» WORK TO DO
Rewrite every line of the items between the line holding "Target = man's mouth" and the line holding "(1077, 542)", inclusive, and offset each number in the answer coordinates by adding 52.
* begin EXTRACTED DATA *
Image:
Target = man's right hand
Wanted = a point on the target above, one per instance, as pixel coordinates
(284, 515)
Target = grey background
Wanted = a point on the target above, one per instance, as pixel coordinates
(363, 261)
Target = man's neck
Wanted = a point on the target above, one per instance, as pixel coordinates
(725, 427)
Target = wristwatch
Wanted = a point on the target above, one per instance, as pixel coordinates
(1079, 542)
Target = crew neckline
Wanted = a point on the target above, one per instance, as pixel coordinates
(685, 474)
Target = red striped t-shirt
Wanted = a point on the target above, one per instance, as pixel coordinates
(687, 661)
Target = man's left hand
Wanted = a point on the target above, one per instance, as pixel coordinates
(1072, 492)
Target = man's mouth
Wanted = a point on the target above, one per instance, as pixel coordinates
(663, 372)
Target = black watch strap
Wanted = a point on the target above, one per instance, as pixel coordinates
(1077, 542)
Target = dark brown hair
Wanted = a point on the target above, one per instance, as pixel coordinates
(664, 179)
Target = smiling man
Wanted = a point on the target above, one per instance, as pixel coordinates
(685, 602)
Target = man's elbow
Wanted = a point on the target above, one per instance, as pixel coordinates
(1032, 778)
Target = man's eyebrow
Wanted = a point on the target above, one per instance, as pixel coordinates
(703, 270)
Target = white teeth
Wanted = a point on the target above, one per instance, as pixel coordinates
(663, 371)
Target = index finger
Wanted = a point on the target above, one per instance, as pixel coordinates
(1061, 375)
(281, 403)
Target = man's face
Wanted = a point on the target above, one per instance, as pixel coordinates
* end EXTRACTED DATA *
* begin EXTRACTED DATA *
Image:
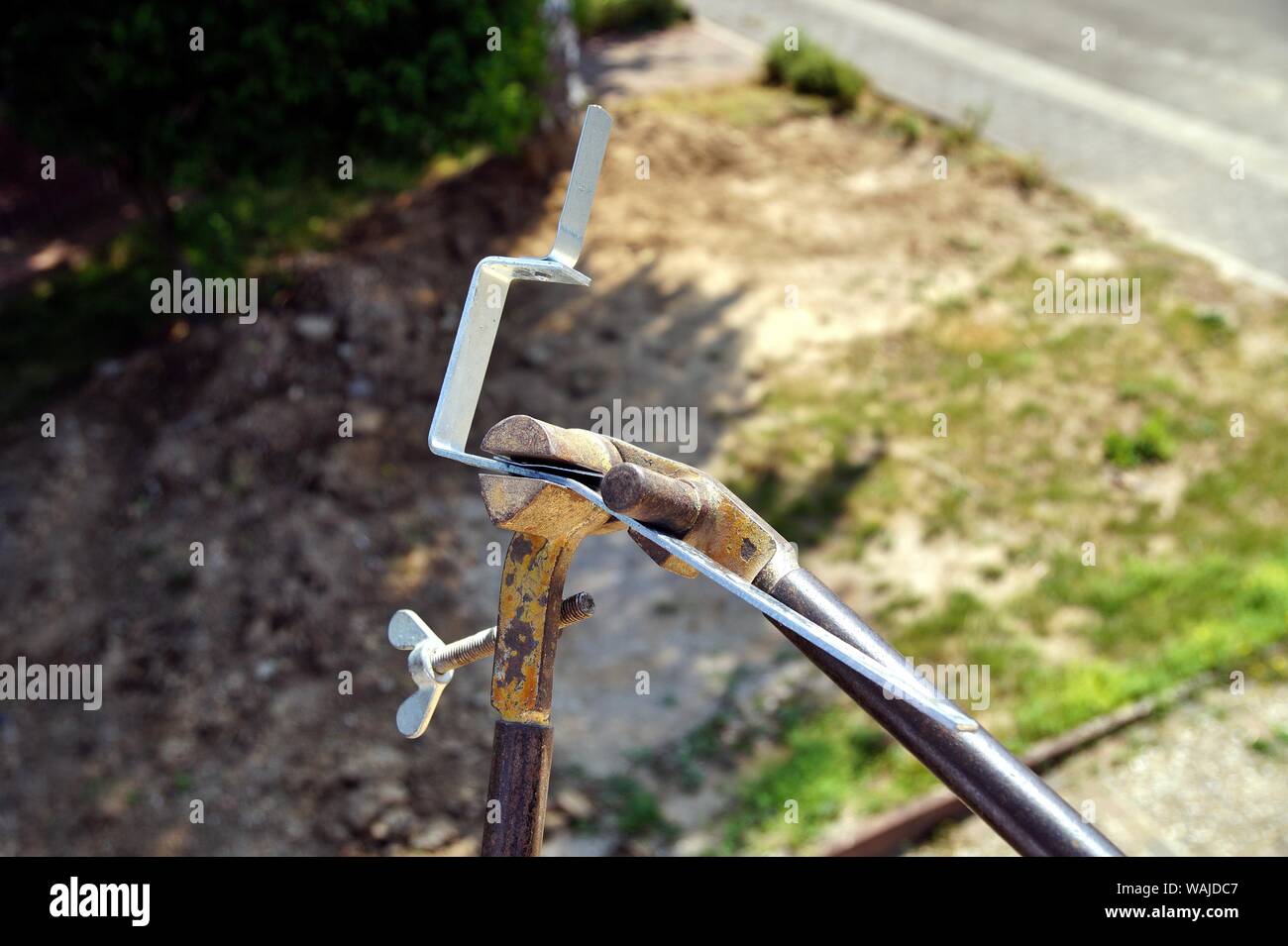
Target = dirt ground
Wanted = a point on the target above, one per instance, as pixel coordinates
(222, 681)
* end EXTRACTED DATA *
» WORKED ANSWER
Target = man's mouth
Wanted = a point on the target above, one per instance, as pixel coordinates
(715, 424)
Target = black watch strap
Wanted = a point on the target above, one per instance, as pixel coordinates
(1129, 594)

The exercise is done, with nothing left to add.